# Given task 1
In the listing below, rewrite the lines starting at the one containing "Teacher note to the class: pick out the house" and ending at the listing's last line, requests included. Multiply every point coordinate in the answers by 0.65 and round each result to a whole number, with halves rounded up.

ANNs were trained using data collected during the first three scans
that took place on June 26, July 7, and Jul. 11, 2017. In FIGS.
5-10 the dark circles represent measured canopy temperature and the
hollow circles represent temperature estimated by ANN.
[0013] FIGS. 11-16 are a time series of canopy temperatures
measured by IRTs and estimated by ANNs trained to forecast the
average temperatures obtained by IRT groups a)-f) (1-6
respectively) during Jul. 24, 2017 (DOY 205). IRT group 1 (FIG. 11)
consists of the two IRTs closest to the pivot point, and IRT group
6 (FIG. 16) consists of the two IRTs farthest from the pivot point.
ANNs were trained using data collected during the first six scans
that took place on June 26, July 7, July 11, July 12, July 17, and
Jul. 20, 2017. In FIGS. 11-16 the dark circles represent measured
canopy temperature and the hollow circles represent temperature
estimated by ANN.
[0014] FIG. 17 shows two prescription maps generated using canopy
temperatures a) measured by a network of wireless IRTs mounted on
the center pivot and b) estimated by ANNs using data collected on
Jul. 24, 2017 (DOY 205). Prescriptions are displayed as percentages
of a pre-specified maximum irrigation depth. Only one plot (p8)
received a different prescription when using the canopy
temperatures estimated by ANNs.
DETAILED DESCRIPTION OF PREFERRED EMBODIMENTS
[0015] FIG. 1 shows a schematic of a center-pivot VRI system as
described in greater detail in the Evett '031 patent. FIG. 2 is a
flow chart that shows the operation of the VRI system (per the
preferred embodiment) as modified by the subject matter of the
current disclosure. Specifically, the Evett '031 patent assumes
that field conditions are clear and that all of the environmental
sensors can communicate with the ISSCADAS. However, in operation,
the IRT sensors may become non-functional because the sensors are
obscured by environmental elements (moisture, dust, etc.) or are
otherwise technically unable to transmit accurate data to the
ISSCADAS. The current method includes modifications that enable the
ISSCADAS to function even without input from the IRT sensors. Note
that while the ISSCADAS is primarily discussed, other automated
irrigation scheduling and control data acquisition systems should
be considered within the scope of this disclosure.

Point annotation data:

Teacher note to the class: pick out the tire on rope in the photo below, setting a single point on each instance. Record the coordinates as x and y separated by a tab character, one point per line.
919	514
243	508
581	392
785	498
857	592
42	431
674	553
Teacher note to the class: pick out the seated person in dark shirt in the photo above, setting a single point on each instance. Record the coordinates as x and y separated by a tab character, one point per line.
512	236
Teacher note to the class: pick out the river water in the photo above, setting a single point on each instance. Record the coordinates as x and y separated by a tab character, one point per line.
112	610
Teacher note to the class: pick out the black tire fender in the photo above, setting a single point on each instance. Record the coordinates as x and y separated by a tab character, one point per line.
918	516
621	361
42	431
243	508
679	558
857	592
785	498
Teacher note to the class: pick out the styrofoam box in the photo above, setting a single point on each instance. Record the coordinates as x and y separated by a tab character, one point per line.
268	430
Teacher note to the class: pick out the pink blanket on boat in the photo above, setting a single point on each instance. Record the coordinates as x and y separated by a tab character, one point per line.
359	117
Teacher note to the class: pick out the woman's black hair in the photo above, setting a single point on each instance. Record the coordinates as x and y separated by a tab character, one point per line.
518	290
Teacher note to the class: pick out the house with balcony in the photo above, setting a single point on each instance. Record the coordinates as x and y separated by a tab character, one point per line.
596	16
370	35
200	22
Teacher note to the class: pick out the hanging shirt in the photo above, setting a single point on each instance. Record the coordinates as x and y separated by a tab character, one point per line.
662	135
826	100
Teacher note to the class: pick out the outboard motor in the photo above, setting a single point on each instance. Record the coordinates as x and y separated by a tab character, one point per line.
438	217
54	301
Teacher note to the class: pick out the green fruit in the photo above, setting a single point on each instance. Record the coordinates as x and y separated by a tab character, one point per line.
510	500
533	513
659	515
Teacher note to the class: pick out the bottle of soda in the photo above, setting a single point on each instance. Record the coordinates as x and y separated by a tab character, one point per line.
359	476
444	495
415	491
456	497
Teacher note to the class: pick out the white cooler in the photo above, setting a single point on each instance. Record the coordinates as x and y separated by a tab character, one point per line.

# Given task 2
Copy the irrigation patent excerpt above word for word.

# Final result 1
Teacher note to the class: pick out the house with balcony in the photo above, setting a single point on each instance. Record the coordinates as x and y separated by a tab character, one point per line.
387	10
241	23
130	14
Teacher note to the class: pick out the hanging shirt in the photo above, setting a single point on each instance. Record the coordinates as x and y separated by a tab character, one point per line.
430	88
537	65
Teacher note to the class: pick out the outboard motor in the photo above, setting a single point on each instance. Record the coordinates as x and y separated by a tab character, one point per line.
285	141
35	196
Teacher note to the class: pick out the green fruit in the photo above, setting a single point on each instance. Record the coordinates as x and y separated by a tab character, one point per line.
332	325
346	333
428	335
Teacher note to the class: pick out the bottle of soda in the photo above, setting a single point on each instance. Record the coordinates as x and y separated by a tab character, one point per line.
233	309
289	322
270	319
296	323
Teacher note to the class: pick out the white cooler in the photo above, setting a single point on each instance. Record the coordinates as x and y separated by a tab character, one point per line.

# Final result 2
ANNs were trained using data collected during the first three scans
that took place on June 26, July 7, and Jul. 11, 2017. In FIGS.
5-10 the dark circles represent measured canopy temperature and the
hollow circles represent temperature estimated by ANN.
[0013] FIGS. 11-16 are a time series of canopy temperatures
measured by IRTs and estimated by ANNs trained to forecast the
average temperatures obtained by IRT groups a)-f) (1-6
respectively) during Jul. 24, 2017 (DOY 205). IRT group 1 (FIG. 11)
consists of the two IRTs closest to the pivot point, and IRT group
6 (FIG. 16) consists of the two IRTs farthest from the pivot point.
ANNs were trained using data collected during the first six scans
that took place on June 26, July 7, July 11, July 12, July 17, and
Jul. 20, 2017. In FIGS. 11-16 the dark circles represent measured
canopy temperature and the hollow circles represent temperature
estimated by ANN.
[0014] FIG. 17 shows two prescription maps generated using canopy
temperatures a) measured by a network of wireless IRTs mounted on
the center pivot and b) estimated by ANNs using data collected on
Jul. 24, 2017 (DOY 205). Prescriptions are displayed as percentages
of a pre-specified maximum irrigation depth. Only one plot (p8)
received a different prescription when using the canopy
temperatures estimated by ANNs.
DETAILED DESCRIPTION OF PREFERRED EMBODIMENTS
[0015] FIG. 1 shows a schematic of a center-pivot VRI system as
described in greater detail in the Evett '031 patent. FIG. 2 is a
flow chart that shows the operation of the VRI system (per the
preferred embodiment) as modified by the subject matter of the
current disclosure. Specifically, the Evett '031 patent assumes
that field conditions are clear and that all of the environmental
sensors can communicate with the ISSCADAS. However, in operation,
the IRT sensors may become non-functional because the sensors are
obscured by environmental elements (moisture, dust, etc.) or are
otherwise technically unable to transmit accurate data to the
ISSCADAS. The current method includes modifications that enable the
ISSCADAS to function even without input from the IRT sensors. Note
that while the ISSCADAS is primarily discussed, other automated
irrigation scheduling and control data acquisition systems should
be considered within the scope of this disclosure.